#### Source records
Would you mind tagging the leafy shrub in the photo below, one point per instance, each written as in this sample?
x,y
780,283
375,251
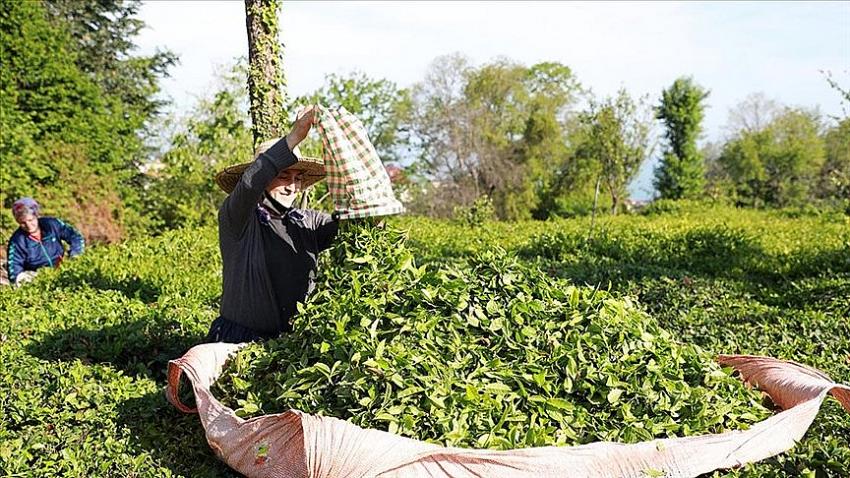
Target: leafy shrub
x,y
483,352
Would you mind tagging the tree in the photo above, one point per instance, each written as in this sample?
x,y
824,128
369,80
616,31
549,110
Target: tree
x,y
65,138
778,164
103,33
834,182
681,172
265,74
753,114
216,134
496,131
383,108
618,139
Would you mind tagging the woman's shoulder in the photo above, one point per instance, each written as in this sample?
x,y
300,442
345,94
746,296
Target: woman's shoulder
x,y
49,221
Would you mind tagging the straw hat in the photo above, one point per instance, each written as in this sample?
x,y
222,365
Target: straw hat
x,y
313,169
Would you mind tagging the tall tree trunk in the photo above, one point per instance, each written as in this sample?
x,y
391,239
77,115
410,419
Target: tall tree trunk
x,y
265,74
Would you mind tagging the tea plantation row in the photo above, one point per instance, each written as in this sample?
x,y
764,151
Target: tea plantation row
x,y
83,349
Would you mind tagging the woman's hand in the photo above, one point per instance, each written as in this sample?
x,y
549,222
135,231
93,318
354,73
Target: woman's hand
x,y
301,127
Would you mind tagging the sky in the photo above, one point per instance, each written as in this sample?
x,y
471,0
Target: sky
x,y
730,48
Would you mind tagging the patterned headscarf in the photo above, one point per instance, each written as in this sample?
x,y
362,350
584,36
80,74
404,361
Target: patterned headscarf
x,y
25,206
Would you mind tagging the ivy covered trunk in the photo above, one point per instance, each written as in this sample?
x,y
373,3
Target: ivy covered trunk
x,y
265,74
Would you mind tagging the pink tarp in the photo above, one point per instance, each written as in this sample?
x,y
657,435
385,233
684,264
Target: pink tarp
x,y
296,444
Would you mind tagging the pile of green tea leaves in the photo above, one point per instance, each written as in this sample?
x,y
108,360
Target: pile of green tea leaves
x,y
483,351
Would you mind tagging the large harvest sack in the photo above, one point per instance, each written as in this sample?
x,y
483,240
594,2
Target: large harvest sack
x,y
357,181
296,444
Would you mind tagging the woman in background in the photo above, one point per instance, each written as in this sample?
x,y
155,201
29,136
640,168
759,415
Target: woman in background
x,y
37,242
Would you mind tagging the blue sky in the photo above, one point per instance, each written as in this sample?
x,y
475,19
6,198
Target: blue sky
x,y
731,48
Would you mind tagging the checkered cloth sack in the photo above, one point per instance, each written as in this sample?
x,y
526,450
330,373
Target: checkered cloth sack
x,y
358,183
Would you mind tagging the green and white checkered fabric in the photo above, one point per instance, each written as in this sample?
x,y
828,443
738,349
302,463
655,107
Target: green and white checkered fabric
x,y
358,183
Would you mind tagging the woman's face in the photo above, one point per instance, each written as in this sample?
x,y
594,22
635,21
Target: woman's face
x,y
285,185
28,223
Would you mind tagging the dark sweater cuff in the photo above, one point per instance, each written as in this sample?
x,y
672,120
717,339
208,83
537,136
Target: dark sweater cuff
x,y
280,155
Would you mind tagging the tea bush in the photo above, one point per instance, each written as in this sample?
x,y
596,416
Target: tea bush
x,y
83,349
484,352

--

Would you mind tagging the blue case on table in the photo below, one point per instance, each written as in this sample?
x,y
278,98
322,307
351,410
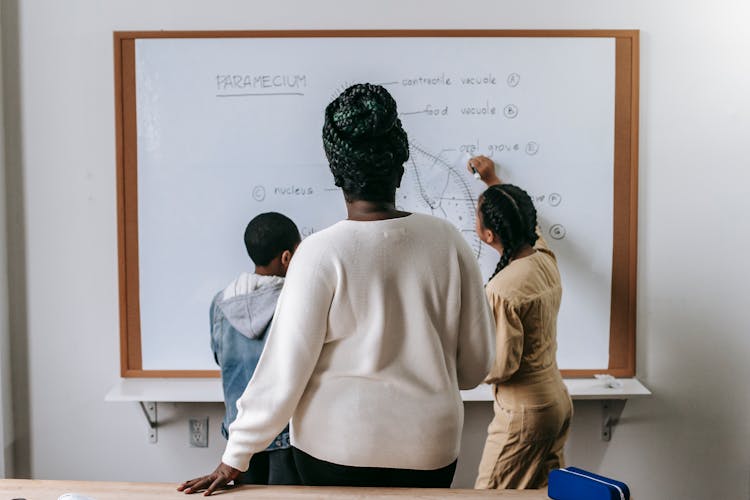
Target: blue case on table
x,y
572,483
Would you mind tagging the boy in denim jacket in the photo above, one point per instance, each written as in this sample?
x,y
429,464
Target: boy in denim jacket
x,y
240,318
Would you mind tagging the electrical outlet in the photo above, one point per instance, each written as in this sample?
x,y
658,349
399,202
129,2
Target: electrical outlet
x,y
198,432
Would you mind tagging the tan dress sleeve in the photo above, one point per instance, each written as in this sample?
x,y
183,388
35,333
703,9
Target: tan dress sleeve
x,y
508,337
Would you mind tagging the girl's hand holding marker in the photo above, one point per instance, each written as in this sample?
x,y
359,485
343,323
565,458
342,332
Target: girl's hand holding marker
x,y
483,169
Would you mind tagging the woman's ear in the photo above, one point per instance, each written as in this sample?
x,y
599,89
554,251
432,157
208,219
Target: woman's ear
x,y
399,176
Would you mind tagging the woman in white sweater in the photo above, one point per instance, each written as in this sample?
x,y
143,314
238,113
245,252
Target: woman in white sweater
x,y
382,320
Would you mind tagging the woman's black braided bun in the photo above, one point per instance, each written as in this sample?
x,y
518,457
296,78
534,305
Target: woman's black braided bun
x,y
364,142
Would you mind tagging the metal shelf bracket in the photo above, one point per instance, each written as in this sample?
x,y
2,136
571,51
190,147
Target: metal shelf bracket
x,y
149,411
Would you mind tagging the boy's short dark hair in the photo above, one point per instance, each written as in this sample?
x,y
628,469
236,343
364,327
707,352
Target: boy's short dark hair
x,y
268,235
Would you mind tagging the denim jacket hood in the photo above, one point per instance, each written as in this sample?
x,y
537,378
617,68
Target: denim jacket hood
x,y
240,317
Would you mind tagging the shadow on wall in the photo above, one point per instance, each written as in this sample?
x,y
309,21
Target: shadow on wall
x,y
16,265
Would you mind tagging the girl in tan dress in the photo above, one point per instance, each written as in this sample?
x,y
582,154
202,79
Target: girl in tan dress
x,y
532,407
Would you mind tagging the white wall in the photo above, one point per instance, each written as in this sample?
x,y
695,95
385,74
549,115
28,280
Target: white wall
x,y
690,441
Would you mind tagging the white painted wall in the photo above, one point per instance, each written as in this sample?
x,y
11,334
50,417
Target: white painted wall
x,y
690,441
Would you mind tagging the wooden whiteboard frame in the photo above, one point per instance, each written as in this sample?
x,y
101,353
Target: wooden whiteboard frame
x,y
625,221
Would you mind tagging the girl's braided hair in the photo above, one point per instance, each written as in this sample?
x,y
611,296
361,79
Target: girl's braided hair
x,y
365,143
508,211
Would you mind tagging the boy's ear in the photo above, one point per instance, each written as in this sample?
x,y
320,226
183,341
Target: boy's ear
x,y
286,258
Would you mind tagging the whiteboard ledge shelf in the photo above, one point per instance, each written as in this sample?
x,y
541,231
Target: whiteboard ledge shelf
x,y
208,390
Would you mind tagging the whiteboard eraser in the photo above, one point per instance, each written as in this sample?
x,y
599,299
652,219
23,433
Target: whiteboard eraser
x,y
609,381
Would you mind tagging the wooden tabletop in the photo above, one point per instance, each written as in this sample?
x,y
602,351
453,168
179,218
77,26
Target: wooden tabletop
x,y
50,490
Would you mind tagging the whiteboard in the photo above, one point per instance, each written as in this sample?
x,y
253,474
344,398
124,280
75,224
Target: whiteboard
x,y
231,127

--

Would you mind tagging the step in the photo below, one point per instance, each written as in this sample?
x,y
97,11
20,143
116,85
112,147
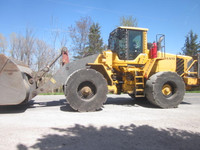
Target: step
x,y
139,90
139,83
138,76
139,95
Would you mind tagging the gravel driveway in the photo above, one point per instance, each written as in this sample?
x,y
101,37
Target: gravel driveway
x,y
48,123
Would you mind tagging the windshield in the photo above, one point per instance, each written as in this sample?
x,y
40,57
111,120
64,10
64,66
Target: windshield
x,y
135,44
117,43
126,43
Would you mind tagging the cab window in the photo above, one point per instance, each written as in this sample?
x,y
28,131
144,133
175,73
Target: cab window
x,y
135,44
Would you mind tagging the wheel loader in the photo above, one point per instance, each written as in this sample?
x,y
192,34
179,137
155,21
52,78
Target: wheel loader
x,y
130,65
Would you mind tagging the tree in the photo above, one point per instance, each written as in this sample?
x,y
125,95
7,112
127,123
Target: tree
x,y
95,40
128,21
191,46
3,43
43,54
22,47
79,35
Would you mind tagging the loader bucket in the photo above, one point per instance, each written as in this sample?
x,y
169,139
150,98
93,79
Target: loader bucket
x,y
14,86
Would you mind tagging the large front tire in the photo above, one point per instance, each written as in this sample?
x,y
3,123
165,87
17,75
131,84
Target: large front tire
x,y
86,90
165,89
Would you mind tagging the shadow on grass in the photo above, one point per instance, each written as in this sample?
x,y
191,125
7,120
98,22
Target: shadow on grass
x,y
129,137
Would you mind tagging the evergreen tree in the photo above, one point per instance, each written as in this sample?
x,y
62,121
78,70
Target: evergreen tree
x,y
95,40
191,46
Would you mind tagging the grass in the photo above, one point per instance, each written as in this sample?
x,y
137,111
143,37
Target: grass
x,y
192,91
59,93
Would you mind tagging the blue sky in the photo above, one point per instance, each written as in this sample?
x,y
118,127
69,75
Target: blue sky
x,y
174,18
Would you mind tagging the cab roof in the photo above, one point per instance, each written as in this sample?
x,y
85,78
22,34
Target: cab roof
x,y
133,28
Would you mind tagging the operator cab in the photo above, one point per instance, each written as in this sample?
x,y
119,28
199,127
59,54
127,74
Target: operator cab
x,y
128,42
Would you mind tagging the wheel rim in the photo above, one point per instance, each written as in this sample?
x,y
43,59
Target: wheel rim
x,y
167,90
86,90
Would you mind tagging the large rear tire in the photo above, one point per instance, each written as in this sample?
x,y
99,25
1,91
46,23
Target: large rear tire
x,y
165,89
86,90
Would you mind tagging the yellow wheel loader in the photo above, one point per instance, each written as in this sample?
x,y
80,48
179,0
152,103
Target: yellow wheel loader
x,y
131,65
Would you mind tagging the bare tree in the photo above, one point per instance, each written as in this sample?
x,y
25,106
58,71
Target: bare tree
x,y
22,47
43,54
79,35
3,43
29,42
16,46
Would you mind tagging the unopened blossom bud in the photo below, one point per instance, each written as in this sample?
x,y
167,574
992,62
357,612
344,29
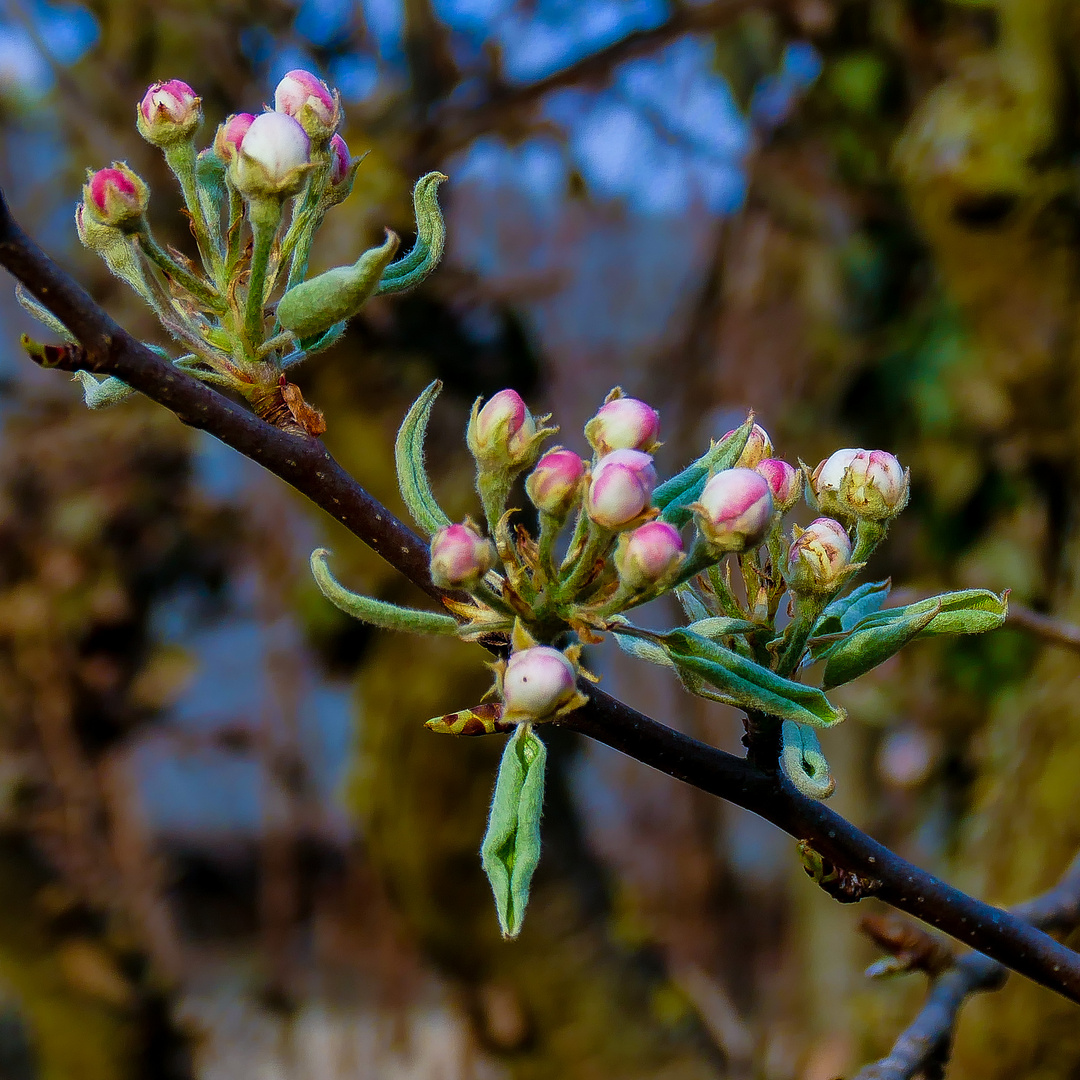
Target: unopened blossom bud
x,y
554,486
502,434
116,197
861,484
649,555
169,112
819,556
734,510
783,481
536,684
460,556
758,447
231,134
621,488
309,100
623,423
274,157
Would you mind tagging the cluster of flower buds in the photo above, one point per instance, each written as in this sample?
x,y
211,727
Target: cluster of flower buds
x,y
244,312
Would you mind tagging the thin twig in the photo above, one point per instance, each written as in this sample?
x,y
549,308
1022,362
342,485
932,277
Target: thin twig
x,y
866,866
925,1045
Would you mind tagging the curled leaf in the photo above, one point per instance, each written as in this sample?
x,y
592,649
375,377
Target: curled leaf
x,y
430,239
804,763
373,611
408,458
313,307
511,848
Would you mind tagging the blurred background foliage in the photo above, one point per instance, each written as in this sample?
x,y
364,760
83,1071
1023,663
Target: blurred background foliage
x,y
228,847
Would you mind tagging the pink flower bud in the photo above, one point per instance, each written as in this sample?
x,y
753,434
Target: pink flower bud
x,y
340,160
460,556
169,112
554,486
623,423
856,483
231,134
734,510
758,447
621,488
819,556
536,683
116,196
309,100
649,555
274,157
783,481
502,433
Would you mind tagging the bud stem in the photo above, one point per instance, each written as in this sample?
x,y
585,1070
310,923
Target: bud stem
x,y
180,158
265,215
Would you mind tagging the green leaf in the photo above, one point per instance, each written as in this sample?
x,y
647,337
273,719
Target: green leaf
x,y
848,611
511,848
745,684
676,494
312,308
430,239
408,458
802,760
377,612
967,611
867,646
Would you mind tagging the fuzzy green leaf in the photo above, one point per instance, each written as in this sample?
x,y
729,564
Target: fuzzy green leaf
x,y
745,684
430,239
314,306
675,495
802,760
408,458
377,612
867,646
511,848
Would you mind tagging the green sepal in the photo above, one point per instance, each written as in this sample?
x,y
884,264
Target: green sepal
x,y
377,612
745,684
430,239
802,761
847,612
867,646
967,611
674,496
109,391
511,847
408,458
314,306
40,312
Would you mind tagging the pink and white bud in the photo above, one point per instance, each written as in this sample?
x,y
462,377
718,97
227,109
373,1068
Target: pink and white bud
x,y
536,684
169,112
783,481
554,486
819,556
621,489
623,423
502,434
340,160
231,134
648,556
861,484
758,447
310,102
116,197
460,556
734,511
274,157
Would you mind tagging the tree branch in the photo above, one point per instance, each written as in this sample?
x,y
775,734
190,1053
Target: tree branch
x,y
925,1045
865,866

#### Exercise brief
From the listing, reproduce every line where the word "below" is present.

#### Answer to the problem
Would you mind tagging the leafy shrub in the photo below, one point per instance, each written as in this sample?
Would you mind tagging the blue case on table in the photo below, one point per instance, each written as in this sample?
Would you mind tagging the step in the photo below, one point per instance, each written as in this sample?
Would you mind tagging the unopened blossom bud in the photo below, one point per instance, each written as in this sample?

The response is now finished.